## start Given passage

Single by the Chainsmokers

from the album Memories...Do Not Open
- Released: January 13, 2017
- Recorded: 2016
- Genre: EDM; pop; synth-pop;
- Length: 3:41
- Label: Disruptor; Columbia;
- Songwriters: Andrew Taggart; Kristoffer Eriksson; Fredrik Häggstam; Charlee Nyman;
- Producer: The Chainsmokers

The Chainsmokers singles chronology
| "Setting Fires" (2016) | "Paris" (2017) | "Something Just Like This" (2017) |

Emily Warren singles chronology
| "Hurt by You" (2017) | "Paris" (2017) | "Something to Hold on To" (2017) |

Music video
- "Paris" on YouTube

= Paris (The Chainsmokers song) =

"Paris" is a song by American electronic music duo the Chainsmokers, featuring uncredited vocals from American singer-songwriter and frequent collaborator Emily Warren. "Paris" was released on January 13, 2017, as the lead single from their debut album, Memories...Do Not Open, through Disruptor Records and Columbia Records. It was served to Top 40 radio on January 17, 2017, as the follow-up radio single to "Closer".

It reached the top 10 on the US Billboard Hot 100. The single became the duo's fourth number one on the Billboard Dance/Mix Show Airplay chart in its issue dated February 25, 2017, and their fifth number one on the magazine's Dance/Electronic Songs chart in its issue dated March 11, 2017.
== Content ==
"Paris" is a downbeat EDM pop song featuring the group's signature "smokers MOR sound", with a bigger emphasis on guitar than synths. "Paris" expands on the group's downtempo songs with tropical house attributes, combining the calm keyboards of "Closer", the guitar loop of "Don't Let Me Down", and the nostalgic and free-spirited lyrics about an ambiguous but less-than-favorable relationship of the group's overall discography. However, unlike the duo's other songs, there is no drop. The lyrics, in particular, are nostalgic for a millennial romance in the song's titular city, featuring imagery of cigarettes and disordered hotel rooms. Frequent Chainsmokers background singer Emily Warren does a call-and-response in the style of The Postal Service.

==Background==
In an interview with Billboard's Taylor Weatherby, Warren said about the collaboration:

The Chainsmokers happened to be in New York and I was working on some stuff at a studio nearby, and they were like, 'Can you please come? We're finishing this song. It needs a little something; we don't know what it is. Can you just come sing some background or something?' So I came in and just layered some of Drew's parts and sang those different parts that you can hear on the song. They were like, 'All right, sick, the song's done now.' It was awesome. They just put me in the booth and were like, 'Do whatever you want,' and it turned out how it did."

## end Given passage

Tasks and exercises:
1 > Quote the article on the Chainsmokers song Paris word for word, everything from "Emily Warren singles" down to "March 11, 2017.".
2 > Write a continuation of the article on the Chainsmokers song Paris, picking up after its final sentence.

## start Excerpted data

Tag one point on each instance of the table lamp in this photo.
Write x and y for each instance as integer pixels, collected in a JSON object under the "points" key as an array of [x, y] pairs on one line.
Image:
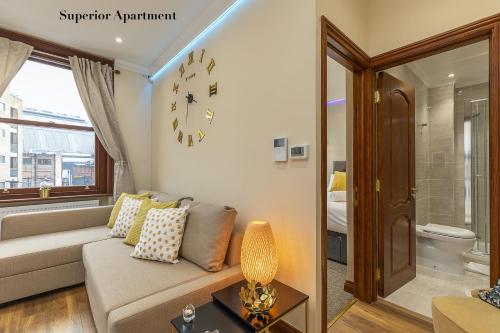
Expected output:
{"points": [[259, 263]]}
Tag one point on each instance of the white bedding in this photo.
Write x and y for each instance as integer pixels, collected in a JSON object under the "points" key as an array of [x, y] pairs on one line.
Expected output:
{"points": [[337, 216]]}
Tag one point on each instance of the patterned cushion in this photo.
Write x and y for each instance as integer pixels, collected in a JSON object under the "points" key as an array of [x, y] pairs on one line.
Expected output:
{"points": [[126, 217], [161, 235], [491, 296], [135, 231], [118, 205]]}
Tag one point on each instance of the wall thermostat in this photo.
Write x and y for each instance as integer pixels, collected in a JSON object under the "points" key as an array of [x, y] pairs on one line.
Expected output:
{"points": [[300, 152], [280, 150]]}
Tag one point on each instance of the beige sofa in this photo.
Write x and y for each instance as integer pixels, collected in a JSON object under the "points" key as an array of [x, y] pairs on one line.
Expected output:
{"points": [[50, 250]]}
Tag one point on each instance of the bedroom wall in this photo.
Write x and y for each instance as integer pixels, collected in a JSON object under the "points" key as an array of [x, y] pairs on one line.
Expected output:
{"points": [[133, 107], [265, 60]]}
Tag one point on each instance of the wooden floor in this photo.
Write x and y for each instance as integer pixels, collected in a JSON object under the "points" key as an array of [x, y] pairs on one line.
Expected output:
{"points": [[68, 310], [380, 317], [65, 310]]}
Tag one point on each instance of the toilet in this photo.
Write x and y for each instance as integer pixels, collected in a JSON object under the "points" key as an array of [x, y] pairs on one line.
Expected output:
{"points": [[440, 247]]}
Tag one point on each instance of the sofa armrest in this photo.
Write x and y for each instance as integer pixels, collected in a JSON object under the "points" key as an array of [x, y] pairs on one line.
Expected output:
{"points": [[154, 313], [37, 223]]}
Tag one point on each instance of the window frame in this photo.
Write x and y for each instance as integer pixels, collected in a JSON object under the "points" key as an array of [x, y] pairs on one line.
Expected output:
{"points": [[53, 54]]}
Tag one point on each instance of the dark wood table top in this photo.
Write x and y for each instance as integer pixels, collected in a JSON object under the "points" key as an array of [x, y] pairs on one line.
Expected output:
{"points": [[287, 300], [209, 317]]}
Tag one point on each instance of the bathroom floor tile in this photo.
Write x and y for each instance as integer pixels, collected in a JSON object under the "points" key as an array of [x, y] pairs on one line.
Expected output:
{"points": [[417, 294]]}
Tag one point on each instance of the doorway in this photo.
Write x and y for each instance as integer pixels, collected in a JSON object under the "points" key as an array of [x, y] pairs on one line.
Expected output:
{"points": [[481, 213], [433, 177]]}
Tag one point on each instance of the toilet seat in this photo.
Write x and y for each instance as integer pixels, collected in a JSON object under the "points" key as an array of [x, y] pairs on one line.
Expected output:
{"points": [[448, 231]]}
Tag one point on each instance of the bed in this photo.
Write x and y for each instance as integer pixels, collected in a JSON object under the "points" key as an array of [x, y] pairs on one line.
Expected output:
{"points": [[337, 223]]}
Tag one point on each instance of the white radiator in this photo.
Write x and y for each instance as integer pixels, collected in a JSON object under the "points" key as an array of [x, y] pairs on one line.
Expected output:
{"points": [[45, 207]]}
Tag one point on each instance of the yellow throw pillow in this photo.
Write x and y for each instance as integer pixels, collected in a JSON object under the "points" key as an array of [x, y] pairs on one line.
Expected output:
{"points": [[339, 181], [119, 203], [134, 233]]}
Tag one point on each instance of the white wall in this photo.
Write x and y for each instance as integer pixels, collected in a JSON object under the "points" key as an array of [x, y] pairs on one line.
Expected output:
{"points": [[133, 106], [350, 16], [265, 59]]}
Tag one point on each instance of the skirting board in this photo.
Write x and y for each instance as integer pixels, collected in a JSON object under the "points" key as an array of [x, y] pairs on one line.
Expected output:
{"points": [[349, 287], [284, 327]]}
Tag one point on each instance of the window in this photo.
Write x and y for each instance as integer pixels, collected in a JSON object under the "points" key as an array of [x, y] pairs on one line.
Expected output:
{"points": [[49, 132]]}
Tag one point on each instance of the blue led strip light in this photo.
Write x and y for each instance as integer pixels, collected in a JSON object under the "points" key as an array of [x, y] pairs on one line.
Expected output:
{"points": [[195, 40]]}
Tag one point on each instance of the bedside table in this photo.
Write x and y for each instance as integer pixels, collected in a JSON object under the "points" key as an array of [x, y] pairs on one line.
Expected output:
{"points": [[226, 313]]}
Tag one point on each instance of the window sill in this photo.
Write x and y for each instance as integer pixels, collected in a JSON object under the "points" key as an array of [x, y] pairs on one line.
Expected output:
{"points": [[55, 199]]}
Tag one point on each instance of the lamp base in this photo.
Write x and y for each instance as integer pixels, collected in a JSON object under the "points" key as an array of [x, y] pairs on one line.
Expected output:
{"points": [[258, 298]]}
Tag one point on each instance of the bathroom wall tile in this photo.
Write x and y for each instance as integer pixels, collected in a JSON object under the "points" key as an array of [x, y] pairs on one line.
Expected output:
{"points": [[442, 219], [447, 172], [441, 187], [442, 205]]}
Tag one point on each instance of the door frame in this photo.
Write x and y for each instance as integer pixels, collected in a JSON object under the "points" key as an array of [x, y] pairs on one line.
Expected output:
{"points": [[484, 29], [338, 46]]}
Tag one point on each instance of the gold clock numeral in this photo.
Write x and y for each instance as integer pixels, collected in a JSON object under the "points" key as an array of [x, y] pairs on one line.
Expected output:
{"points": [[182, 70], [212, 89], [202, 54], [209, 115], [190, 57], [211, 66], [201, 135]]}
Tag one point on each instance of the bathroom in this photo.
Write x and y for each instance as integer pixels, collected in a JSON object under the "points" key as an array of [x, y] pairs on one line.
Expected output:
{"points": [[451, 192]]}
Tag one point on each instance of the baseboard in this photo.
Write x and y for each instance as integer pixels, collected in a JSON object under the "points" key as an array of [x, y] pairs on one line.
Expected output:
{"points": [[283, 327], [414, 317], [349, 287]]}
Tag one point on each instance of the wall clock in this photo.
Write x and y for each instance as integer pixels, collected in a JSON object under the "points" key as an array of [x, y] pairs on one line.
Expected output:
{"points": [[193, 91]]}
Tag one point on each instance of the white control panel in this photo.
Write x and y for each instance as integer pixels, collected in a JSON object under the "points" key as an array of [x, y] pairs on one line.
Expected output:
{"points": [[280, 150], [299, 152]]}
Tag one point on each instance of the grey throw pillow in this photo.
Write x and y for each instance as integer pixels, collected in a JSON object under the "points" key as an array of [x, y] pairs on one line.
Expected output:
{"points": [[206, 235]]}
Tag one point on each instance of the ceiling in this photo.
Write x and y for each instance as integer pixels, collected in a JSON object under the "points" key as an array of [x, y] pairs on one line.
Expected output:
{"points": [[470, 64], [143, 41]]}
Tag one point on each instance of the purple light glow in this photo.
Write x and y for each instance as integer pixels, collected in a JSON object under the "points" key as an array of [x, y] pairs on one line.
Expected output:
{"points": [[336, 102]]}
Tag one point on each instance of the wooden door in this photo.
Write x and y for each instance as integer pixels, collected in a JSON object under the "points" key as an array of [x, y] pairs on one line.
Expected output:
{"points": [[396, 183]]}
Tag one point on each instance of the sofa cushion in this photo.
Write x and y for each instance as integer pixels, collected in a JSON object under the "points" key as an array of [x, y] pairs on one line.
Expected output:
{"points": [[164, 197], [207, 234], [115, 279], [21, 255]]}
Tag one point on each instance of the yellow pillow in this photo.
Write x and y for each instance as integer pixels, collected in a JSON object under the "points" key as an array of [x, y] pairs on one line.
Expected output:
{"points": [[339, 181], [134, 233], [119, 203]]}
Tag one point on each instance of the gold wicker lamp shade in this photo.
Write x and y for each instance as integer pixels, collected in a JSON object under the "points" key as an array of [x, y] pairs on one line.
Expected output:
{"points": [[259, 263]]}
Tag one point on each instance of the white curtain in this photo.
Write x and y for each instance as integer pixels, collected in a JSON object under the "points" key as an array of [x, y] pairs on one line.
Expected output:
{"points": [[95, 85], [12, 56]]}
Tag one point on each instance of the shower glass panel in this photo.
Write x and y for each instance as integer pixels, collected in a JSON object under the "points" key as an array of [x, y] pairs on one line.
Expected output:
{"points": [[476, 166]]}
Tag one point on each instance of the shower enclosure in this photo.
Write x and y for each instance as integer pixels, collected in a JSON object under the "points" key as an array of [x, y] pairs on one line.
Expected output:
{"points": [[476, 165]]}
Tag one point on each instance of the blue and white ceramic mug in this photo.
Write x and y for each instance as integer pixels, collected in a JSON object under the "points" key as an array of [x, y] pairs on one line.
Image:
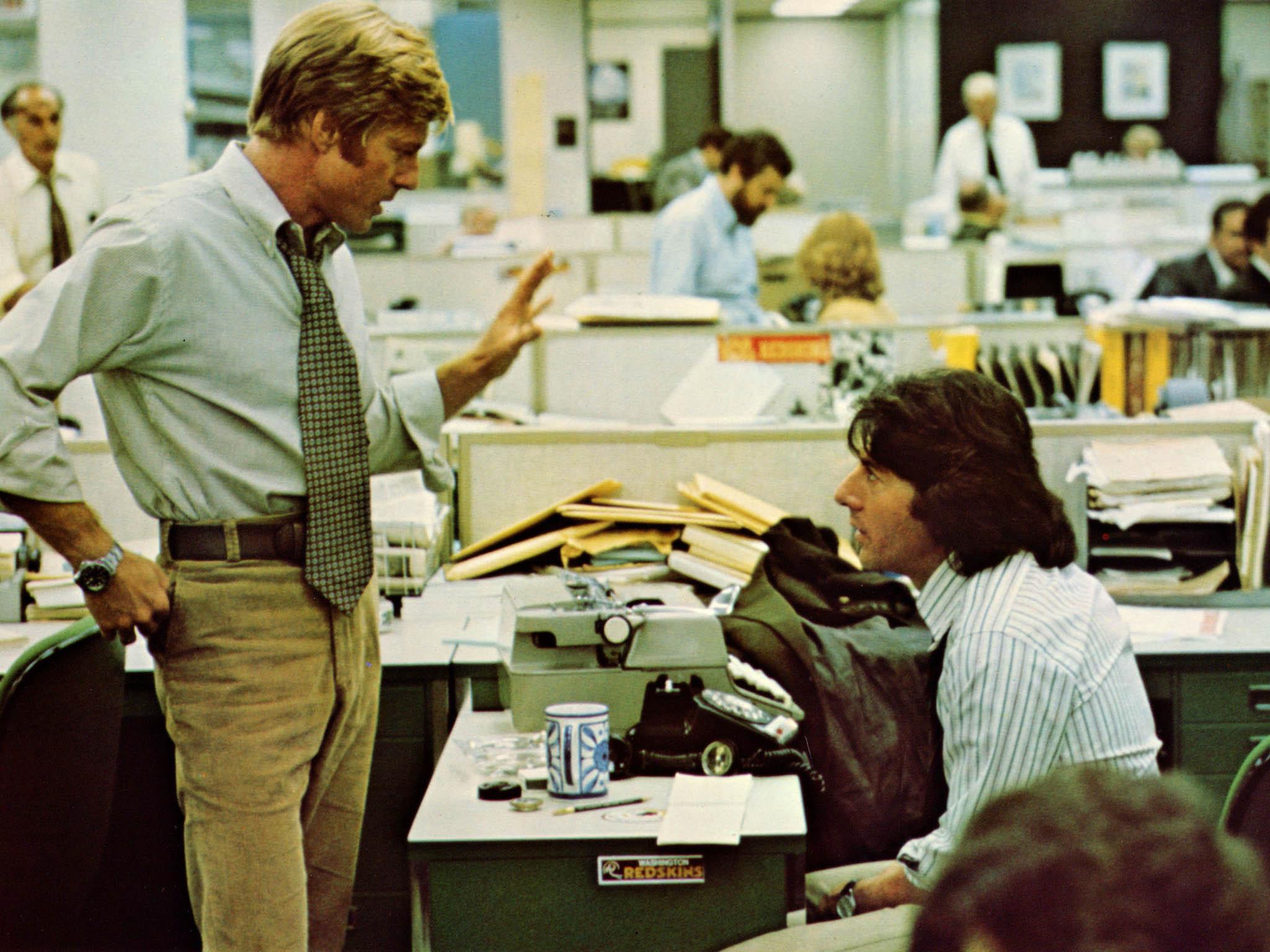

## end Excerpted data

Answers per task:
1 >
Emily Warren singles chronology
| "Hurt by You" (2017) | "Paris" (2017) | "Something to Hold on To" (2017) |

Music video
- "Paris" on YouTube

= Paris (The Chainsmokers song) =

"Paris" is a song by American electronic music duo the Chainsmokers, featuring uncredited vocals from American singer-songwriter and frequent collaborator Emily Warren. "Paris" was released on January 13, 2017, as the lead single from their debut album, Memories...Do Not Open, through Disruptor Records and Columbia Records. It was served to Top 40 radio on January 17, 2017, as the follow-up radio single to "Closer".

It reached the top 10 on the US Billboard Hot 100. The single became the duo's fourth number one on the Billboard Dance/Mix Show Airplay chart in its issue dated February 25, 2017, and their fifth number one on the magazine's Dance/Electronic Songs chart in its issue dated March 11, 2017.

2 >
She was also asked about why she wasn't credited on the song, to which she replied,

"I think that their reasoning was that they wanted it to be a Chainsmokers thing and not featuring anyone. Drew did most of the singing and is doing a lot more singing now. And since it's not a proper duet, the vocal is meant to be more of an effect than an actual part. And there's other stuff I'm doing with them that I'm singing on, so I think in terms of what's coming out, they didn't want to do a lot of features.

==Critical reception==
Nolan Feeney of Entertainment Weekly, who graded the song a B, wrote the song "feels like the demo of a song that wants to take more risks than it actually does"." In a subpar review of the album for Pitchfork, Philip Sherburne felt "Paris" got the closest to capturing the magic of "Closer", with its detailed, universally-appealing lyrics featuring an "us-against-the-world chorus" that "has a way of reaching even the inner teen of even the most hardened listener".

==Chart performance==
"Paris" debuted on the US Billboard Hot 100 at number seven. In its second week, the song dropped to number 11 but it bounced back to the top 10 in its February 25, 2017, issue. The song peaked at number six on the US Billboard Hot 100, becoming the duo's fourth top 10 entry. On the Canadian Hot 100 it debuted at number two behind Ed Sheeran's "Shape of You".

==Music video==
A lyric video for "Paris" was released on January 12, 2017. It was edited and directed by Rory Kramer and shows an unknown man who is holding the camera filming the journey through a tropical country together with a young woman who is played by Alexis Ren.

The official music video for "Paris" was released on February 16, 2017. It features the duo (Drew Taggart and Alex Pall) walking, intercut with shots of them and American model Martha Hunt, who stars in the video, in a house that begins floating and rising up into the sky, with the duo watching from the ground. Towards the end of the show, Hunt slides out of the window of the floating house and somehow falls back down into the same house from which she fell.

==Usage in media==
The song is also used as a background music for the Renault Samsung SM6 commercial for the South Korean market.

==Live performance==
On March 5, 2017, The Chainsmokers performed "Paris" at the iHeartRadio Music Awards at The Forum in Inglewood, California, which was then followed by a performance of "Something Just Like This" featuring Chris Martin from Coldplay. The song was also performed during The Chainsmokers' appearance on Saturday Night Live as musical guest on April 8, 2017.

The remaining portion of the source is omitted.